■ YOUR TASK
Would you copy only the lines below, beginning with the one that contains "Please place a point on the ocean" and running through the last entry line?

(Collection entries)
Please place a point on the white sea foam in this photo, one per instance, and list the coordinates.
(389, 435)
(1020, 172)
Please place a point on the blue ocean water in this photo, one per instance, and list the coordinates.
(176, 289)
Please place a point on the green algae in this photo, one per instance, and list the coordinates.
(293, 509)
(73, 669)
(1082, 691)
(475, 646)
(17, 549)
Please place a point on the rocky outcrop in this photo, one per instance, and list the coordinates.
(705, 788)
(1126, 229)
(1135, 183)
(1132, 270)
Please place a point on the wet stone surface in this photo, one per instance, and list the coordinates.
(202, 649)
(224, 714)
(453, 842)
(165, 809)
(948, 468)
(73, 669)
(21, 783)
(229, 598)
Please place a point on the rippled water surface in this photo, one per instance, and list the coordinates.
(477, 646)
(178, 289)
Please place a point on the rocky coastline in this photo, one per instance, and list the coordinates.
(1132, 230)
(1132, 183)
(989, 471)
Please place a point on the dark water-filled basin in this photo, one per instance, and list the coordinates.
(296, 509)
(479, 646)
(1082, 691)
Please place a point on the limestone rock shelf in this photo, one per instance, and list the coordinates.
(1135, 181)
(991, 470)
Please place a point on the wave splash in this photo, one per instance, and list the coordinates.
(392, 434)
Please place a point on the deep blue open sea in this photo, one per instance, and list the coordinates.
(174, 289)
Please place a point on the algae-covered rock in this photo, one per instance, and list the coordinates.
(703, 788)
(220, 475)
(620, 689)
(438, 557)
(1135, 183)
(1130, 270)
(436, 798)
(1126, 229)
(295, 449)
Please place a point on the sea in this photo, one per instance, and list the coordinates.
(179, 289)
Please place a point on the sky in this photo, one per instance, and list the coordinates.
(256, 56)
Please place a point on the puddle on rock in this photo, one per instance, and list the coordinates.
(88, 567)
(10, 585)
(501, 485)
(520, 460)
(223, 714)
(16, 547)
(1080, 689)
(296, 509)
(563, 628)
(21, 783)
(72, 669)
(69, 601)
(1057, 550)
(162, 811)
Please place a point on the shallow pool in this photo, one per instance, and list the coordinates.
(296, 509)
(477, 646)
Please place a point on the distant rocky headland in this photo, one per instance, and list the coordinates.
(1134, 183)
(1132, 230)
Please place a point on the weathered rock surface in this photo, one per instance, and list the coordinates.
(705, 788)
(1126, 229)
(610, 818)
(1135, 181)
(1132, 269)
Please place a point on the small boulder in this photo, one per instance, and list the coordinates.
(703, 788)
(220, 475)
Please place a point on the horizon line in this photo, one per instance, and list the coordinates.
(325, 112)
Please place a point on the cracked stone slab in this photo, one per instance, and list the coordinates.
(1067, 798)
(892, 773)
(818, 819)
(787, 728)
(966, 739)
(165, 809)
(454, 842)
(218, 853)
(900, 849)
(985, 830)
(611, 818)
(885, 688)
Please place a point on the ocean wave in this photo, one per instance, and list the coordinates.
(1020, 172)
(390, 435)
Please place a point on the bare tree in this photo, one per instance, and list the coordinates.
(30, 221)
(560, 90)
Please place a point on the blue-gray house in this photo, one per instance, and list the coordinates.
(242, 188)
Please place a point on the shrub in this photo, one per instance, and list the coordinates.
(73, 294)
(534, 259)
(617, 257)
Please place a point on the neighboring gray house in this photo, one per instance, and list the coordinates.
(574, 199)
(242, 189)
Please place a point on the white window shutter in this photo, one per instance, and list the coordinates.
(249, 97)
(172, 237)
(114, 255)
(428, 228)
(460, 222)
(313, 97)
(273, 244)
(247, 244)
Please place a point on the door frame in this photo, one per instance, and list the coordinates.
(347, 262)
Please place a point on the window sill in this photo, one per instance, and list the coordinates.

■ EXERCISE OUTPUT
Please place a point on the ocean wave in this photo, one per instance, and list the coordinates.
(1020, 172)
(390, 435)
Please place a point on the bare tree in this photo, one per instance, and list the coordinates.
(30, 221)
(560, 90)
Please place a point on the blue-gray house in this photo, one per instance, and list the coordinates.
(242, 188)
Please place a point on the shrub in this photo, one per instance, and list the coordinates.
(73, 294)
(534, 259)
(617, 257)
Please place a point on the neighboring gray house in this photo, one per instance, and list the coordinates.
(574, 199)
(242, 189)
Please place a point on the white window shutter in this photo, one per instance, and list the coordinates.
(249, 97)
(172, 237)
(114, 255)
(428, 228)
(460, 222)
(313, 97)
(273, 244)
(247, 244)
Please place a point on the door frame in this photo, one per instance, and list the coordinates.
(347, 262)
Please place a point on the window sill in this photo, one per instance, and list the coordinates.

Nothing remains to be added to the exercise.